#### [Work item]
The expected answer is the set of lines in the data below between the line holding "Please drop a marker on every instance of the knife" and the line holding "Please drop a marker on every instance of the woman's", inclusive, written out exactly.
===== Source data
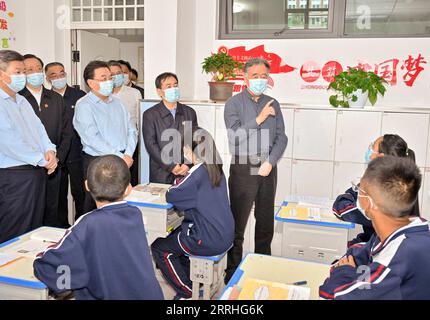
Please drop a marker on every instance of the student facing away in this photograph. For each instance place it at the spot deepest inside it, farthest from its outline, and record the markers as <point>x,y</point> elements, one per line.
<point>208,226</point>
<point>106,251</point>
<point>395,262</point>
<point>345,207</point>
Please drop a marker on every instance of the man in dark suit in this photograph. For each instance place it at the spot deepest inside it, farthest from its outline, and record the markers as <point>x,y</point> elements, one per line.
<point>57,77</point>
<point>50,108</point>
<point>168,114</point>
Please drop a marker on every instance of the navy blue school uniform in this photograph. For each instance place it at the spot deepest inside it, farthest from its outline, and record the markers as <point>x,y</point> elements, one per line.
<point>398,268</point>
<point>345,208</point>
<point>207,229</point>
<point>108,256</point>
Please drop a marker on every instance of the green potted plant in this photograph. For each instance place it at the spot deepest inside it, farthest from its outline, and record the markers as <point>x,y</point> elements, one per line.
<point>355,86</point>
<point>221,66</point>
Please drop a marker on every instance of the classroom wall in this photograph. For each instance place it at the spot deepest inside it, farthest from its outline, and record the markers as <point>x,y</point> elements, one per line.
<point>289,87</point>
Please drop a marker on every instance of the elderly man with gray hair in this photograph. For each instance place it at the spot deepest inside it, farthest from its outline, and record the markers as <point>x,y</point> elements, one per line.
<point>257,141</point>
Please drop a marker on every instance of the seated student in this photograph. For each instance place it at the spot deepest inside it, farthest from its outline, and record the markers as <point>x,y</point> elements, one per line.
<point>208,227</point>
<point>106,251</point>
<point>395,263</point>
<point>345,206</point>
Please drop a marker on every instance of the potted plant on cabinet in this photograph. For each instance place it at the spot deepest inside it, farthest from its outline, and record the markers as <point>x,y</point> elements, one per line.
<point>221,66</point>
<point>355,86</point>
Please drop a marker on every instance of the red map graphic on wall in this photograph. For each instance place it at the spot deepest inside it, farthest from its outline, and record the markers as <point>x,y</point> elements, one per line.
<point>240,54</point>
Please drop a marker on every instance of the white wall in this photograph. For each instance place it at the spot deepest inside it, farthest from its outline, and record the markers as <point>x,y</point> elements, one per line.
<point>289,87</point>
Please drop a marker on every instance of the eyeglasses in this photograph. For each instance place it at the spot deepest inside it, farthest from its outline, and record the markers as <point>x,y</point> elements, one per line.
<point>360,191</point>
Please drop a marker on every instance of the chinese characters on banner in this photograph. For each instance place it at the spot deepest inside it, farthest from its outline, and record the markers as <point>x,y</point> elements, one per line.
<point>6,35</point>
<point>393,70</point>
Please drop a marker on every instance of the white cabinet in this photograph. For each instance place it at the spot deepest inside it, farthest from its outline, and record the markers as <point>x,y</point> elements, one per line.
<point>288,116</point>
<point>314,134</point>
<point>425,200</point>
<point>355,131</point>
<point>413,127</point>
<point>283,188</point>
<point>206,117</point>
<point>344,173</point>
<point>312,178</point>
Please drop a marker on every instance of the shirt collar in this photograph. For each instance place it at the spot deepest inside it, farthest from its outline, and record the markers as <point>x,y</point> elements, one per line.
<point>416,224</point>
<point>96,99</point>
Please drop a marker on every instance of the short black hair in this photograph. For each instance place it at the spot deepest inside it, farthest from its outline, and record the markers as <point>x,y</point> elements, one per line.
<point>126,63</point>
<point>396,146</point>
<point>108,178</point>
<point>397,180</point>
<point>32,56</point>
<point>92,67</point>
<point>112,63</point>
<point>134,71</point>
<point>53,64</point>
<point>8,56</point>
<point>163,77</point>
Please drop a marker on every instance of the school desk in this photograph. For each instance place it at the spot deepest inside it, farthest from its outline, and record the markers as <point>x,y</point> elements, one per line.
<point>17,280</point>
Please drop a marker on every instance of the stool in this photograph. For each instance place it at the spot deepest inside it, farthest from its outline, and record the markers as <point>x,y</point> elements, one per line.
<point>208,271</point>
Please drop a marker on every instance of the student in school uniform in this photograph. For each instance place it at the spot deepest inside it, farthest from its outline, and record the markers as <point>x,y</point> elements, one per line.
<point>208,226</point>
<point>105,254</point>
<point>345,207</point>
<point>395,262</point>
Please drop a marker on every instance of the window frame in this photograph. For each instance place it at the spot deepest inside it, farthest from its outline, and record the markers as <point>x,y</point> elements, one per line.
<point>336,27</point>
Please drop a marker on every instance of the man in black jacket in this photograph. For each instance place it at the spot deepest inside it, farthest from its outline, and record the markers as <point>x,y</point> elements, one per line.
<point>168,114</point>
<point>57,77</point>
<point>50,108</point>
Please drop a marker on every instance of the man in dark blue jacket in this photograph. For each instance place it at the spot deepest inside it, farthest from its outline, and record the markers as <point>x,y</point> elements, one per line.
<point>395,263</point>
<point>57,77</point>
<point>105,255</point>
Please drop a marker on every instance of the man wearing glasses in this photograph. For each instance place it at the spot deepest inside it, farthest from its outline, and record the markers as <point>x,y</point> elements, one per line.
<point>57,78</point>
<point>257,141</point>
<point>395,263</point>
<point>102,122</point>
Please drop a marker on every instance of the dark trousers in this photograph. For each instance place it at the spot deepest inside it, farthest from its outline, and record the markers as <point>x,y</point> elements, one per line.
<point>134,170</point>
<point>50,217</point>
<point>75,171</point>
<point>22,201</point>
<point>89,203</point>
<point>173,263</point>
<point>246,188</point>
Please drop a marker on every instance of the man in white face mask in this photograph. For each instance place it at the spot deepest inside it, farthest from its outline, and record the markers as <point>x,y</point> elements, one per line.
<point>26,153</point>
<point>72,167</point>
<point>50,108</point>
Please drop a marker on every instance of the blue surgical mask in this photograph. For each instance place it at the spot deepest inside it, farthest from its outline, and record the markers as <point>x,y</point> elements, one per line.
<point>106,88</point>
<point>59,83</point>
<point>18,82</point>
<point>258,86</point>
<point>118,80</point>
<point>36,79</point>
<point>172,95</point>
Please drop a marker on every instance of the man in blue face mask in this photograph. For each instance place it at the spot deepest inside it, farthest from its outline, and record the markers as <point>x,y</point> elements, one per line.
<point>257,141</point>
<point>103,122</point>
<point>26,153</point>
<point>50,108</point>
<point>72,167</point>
==========
===== Source data
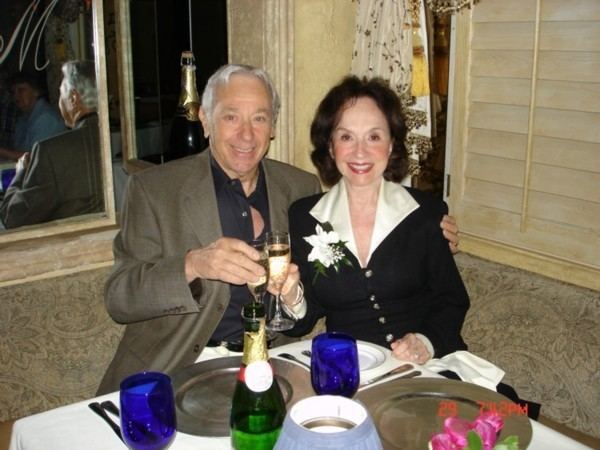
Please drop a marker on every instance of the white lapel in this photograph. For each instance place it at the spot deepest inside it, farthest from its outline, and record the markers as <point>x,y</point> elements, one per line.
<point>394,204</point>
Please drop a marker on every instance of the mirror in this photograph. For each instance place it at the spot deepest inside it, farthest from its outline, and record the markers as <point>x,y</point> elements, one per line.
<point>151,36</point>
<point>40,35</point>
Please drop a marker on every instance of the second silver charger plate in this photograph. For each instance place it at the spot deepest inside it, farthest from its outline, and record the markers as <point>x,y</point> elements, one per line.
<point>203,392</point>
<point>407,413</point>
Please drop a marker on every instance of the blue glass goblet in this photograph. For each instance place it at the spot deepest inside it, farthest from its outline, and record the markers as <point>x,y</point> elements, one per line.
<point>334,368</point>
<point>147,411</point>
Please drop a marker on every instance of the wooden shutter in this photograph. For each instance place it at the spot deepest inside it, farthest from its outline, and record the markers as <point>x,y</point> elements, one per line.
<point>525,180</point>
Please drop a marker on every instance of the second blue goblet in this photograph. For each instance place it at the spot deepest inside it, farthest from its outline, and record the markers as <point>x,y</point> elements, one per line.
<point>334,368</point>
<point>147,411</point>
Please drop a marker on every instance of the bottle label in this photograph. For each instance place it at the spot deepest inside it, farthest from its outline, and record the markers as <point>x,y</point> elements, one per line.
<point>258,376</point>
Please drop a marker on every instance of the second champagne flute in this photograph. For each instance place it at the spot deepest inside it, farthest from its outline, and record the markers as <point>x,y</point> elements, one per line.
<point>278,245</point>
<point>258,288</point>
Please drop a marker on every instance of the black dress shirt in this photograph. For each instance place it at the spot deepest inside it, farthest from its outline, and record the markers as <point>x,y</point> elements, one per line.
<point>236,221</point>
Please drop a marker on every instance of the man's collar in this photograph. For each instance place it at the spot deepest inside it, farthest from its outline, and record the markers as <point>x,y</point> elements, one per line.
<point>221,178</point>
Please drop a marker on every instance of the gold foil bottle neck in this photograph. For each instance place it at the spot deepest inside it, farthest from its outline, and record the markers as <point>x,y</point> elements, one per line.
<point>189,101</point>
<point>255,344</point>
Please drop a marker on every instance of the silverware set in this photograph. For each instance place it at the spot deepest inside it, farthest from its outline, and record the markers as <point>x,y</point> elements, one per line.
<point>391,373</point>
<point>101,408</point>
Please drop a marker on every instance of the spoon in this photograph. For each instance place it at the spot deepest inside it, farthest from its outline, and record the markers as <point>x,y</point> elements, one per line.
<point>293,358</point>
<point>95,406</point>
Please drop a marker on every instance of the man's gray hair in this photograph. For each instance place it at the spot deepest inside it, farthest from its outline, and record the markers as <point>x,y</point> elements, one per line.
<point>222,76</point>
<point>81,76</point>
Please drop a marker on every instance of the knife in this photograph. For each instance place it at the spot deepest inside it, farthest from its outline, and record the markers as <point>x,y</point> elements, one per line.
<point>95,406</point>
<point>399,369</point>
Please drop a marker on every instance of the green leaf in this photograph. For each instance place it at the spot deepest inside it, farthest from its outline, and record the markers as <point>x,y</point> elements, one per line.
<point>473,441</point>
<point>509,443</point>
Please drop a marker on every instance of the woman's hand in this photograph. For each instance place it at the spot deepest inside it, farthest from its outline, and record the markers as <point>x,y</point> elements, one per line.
==========
#### [Answer to the problem]
Please drop a marker on every instance of the knife in this photograph. For each instance place it at the spot deepest inside it, farthest from its outline, and record the markers as <point>x,y</point> elements, one per line.
<point>95,406</point>
<point>399,369</point>
Please drop a marker on every instance of the green leaf in this photograph. For each instance place it at the spot deepest inside it, farthest from its outline, and record the markers as <point>x,y</point> elements, one per line.
<point>473,441</point>
<point>509,443</point>
Please drop a marker on every instance of the woman's hand in this photograph. For each instance place it at the spot deepest inside it, farthest from its outline, and record the markers as <point>x,y</point> elements, one per line.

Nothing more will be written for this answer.